(PARTI DELL'ESERCIZIO)
1) Rispondi alle seguenti domande basandoti sulla discussione del forum, indicando ogni risposta con la stessa lettera della domanda.
(a) Quale utente scrive "Dio mio che partita"?
(b) Secondo ralf, che idea aveva avuto in precedenza?
(c) Con quale parola commenta l'utente admin?
2) Continua la discussione del forum a partire dall'ultima riga.

(TESTO SELEZIONATO)
┄┄┄┄┄┄┄┄┄┄

Eh si...dall'anno scorso è migliorato molto...e secondo me lo può fare ancora!


----------



## ralf (14 Febbraio 2017)

Su di lui devo fare mea culpa, pensavo fosse un tantino sopravvalutato, invece è cresciuto tantissimo.


----------



## koti (14 Febbraio 2017)

Dio mio che partita


----------



## Splendidi Incisivi (15 Febbraio 2017)

E c'era pure chi lo schifava quando ci veniva accostato...


----------



## DeviLInsideMe (15 Febbraio 2017)

Stasera monumentale


----------



## admin (15 Febbraio 2017)

Enorme!


----------



## OrgoglioMilanista (15 Febbraio 2017)

┄┄┄┄┄┄┄┄┄┄

(DATI DI PARTENZA)
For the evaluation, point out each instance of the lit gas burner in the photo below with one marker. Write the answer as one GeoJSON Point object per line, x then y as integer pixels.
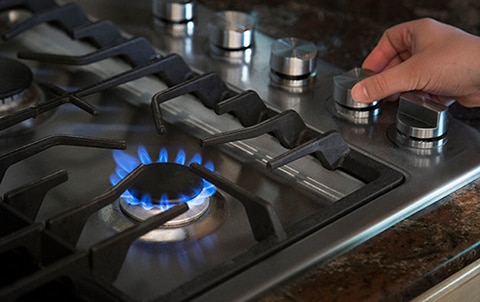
{"type": "Point", "coordinates": [164, 184]}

┄┄┄┄┄┄┄┄┄┄

(LE RISPOSTE)
1)
(a) koti
(b) Pensava che fosse un tantino sopravvalutato.
(c) "Enorme!"

2)
E' bellissimo leggere i primi commenti, in cui lo elogiano solo l'autore del topic e Torros e vedere quanta è cambiata l'opinione di tutti. Questi topic sono favolosi per questo motivo. Questa non è una critica verso gli utenti, ma è un complimento al ragazzo. Nel giro di 1 anno è riuscito a mettere tutti d'accordo. E' il modo giusto di crescere! Di strada ne avrà sicuramente ancora da fare, ma è sulla strada giusta.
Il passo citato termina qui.